■ Exercise set:
1 > List every policy the article on China's new stimulus measures gives in its bulleted list.
2 > Extend the article on China's stimulus measures, picking up after its final paragraph.

## Begin Selection

Chinese stocks are going wild on new stimulus measures. How long will it last?

Some Chinese equity indexes could really use the help. Others were already primed for a move higher.

Luke Kawa

Chinese policymakers have finally reached their breaking point.

Authorities in Beijing unveiled a slew of monetary and quasi-fiscal stimulus measures overnight intended to deliver a shot in the arm — if not engineer a genuine turnaround — for the nation’s sagging economy and Mainland stocks.

Here’s a non-exhaustive smattering of the policies:

  • Cutting mortgage rates on outstanding borrowing (by roughly 50 basis points)

  • Lowering the minimum downpayment on second homes from 25% to 15%

  • Reducing the reserve requirement ratio 

  • Trimming its 7-day reverse repurchase rate by 20 basis points to 1.5%

  • 800 billion yuan in “liquidity support” for the stock market

Is this suite of policies sufficient to improve an economy, and in particular, a housing market, in which the supply of credit to would-be homebuyers is a much smaller problem than the fact that around 50 million homes that have already been sold have not been completed (due to financial strains faced by many developers)?

## End Selection
## Begin Stored records

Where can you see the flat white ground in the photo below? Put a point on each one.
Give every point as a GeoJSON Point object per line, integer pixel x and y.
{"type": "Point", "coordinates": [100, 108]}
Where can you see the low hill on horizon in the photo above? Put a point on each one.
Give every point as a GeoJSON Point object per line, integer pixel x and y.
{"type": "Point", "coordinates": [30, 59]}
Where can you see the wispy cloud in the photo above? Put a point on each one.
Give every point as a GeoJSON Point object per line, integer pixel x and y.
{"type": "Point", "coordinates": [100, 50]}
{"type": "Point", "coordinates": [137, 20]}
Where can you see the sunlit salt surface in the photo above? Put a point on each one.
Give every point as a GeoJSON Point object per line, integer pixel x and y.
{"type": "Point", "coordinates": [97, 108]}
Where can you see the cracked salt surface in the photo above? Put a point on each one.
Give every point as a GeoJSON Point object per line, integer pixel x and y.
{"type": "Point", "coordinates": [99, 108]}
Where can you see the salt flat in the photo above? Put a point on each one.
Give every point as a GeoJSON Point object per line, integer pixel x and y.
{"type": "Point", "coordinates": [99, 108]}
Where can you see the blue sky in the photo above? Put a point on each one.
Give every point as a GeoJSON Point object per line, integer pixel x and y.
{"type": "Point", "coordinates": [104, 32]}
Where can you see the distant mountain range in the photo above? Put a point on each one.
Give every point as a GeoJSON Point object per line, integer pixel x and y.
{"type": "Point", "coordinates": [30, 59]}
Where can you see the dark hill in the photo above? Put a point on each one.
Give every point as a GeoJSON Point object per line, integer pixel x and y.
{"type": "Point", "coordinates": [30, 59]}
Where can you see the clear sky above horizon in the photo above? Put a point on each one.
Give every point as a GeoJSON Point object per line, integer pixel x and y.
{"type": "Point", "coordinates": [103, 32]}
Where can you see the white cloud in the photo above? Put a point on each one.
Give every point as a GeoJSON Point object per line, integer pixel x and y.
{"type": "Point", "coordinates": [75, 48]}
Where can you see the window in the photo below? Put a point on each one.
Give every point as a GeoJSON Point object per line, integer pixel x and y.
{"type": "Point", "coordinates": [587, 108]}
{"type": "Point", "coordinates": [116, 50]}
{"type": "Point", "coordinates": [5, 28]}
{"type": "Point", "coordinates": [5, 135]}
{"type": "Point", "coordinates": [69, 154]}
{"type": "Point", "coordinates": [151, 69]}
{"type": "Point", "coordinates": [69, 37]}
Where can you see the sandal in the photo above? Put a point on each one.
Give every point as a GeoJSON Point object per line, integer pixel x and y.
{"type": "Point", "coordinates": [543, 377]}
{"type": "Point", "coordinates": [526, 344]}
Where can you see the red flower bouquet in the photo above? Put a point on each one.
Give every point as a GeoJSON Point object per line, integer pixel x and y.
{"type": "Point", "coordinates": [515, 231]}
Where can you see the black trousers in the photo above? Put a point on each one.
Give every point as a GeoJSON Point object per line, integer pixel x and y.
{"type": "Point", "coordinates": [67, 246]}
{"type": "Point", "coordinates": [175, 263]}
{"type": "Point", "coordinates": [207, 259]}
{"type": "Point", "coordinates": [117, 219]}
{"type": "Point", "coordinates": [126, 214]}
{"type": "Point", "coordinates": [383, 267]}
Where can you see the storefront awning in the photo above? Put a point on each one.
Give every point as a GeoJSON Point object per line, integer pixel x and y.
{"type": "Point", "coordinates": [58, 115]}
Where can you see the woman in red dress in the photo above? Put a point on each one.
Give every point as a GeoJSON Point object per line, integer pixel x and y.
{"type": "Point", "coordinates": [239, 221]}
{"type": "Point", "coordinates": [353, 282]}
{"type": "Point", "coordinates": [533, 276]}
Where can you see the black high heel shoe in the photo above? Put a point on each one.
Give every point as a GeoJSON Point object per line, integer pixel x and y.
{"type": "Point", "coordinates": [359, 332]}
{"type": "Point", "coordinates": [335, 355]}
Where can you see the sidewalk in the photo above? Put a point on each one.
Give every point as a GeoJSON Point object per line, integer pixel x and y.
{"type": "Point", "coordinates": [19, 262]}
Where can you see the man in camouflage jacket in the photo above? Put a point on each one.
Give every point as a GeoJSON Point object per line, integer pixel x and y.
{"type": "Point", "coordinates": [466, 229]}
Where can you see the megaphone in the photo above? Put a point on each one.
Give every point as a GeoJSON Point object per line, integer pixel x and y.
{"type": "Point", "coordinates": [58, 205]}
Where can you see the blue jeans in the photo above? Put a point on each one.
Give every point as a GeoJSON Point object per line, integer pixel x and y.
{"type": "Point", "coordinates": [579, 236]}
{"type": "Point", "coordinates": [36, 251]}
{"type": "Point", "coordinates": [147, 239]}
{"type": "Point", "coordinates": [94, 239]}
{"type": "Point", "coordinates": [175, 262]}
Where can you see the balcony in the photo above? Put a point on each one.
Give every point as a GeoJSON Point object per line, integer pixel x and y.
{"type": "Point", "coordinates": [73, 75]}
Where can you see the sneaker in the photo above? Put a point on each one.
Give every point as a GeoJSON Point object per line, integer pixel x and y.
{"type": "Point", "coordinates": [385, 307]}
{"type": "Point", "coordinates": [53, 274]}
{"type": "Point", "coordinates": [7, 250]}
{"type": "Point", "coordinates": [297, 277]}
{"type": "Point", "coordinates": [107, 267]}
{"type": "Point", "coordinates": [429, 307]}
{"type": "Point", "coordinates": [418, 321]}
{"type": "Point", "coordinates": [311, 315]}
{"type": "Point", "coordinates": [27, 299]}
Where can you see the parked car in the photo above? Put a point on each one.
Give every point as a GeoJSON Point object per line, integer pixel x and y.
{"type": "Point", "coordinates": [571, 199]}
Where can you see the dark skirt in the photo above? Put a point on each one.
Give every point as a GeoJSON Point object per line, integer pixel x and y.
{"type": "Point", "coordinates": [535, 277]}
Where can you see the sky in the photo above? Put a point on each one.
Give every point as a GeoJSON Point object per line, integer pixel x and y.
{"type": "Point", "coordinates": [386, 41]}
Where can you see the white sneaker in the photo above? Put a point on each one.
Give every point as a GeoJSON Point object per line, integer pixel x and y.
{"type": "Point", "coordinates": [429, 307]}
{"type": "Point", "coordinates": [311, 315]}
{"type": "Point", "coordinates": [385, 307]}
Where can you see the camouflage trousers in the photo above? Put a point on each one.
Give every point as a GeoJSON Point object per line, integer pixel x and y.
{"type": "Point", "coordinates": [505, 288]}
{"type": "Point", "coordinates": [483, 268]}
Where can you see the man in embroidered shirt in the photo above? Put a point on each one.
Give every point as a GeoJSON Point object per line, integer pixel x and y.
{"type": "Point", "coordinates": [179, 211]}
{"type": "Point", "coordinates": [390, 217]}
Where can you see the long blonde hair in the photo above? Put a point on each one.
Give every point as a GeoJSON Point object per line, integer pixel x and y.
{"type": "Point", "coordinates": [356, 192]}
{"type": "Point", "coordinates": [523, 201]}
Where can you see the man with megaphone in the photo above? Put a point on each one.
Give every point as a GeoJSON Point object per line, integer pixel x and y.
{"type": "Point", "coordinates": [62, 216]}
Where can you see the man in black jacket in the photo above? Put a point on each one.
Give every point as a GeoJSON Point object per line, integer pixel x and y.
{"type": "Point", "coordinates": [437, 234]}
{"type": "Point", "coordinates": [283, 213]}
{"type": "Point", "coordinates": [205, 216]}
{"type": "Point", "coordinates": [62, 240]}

## End Stored records

■ Per-task answers:
1 >
- Cutting mortgage rates on outstanding borrowing (by roughly 50 basis points)
- Lowering the minimum downpayment on second homes from 25% to 15%
- Reducing the reserve requirement ratio
- Trimming its 7-day reverse repurchase rate by 20 basis points to 1.5%
- 800 billion yuan in "liquidity support" for the stock market

2 >
In my mind, this is a rhetorical question. More charitably, let’s just say it’s debatable. No doubt, these will help on the margin, but marginal fixes don’t solve major problems.

For Chinese stocks, on the other hand, whether the fundamentals are that dire or actually fairly rosy depends on your point of view – or rather, which index of Chinese stocks you’re looking at.

Indexes that offer broad exposure to companies that trade on Mainland China exchanges in Shanghai and Shenzhen (known as “A Shares”) are arguably the most linked to China’s economy.

China’s aforementioned “liquidity support” for the stock market is likely to be geared towards A Shares. Frankly, that’s the group that could use the most support, based on persistently negative earnings revisions and lackluster performance. The overnight announcements have pushed an ETF that tracks the CSI 300 — the most commonly quoted gauge of A shares — out of negative territory for 2024.  

Compared to the MSCI China Index or the FTSE China 50, the CSI 300 has more exposure to industrials, semiconductors, financial services (brokerages and investment banks), mining, and consumer staples companies.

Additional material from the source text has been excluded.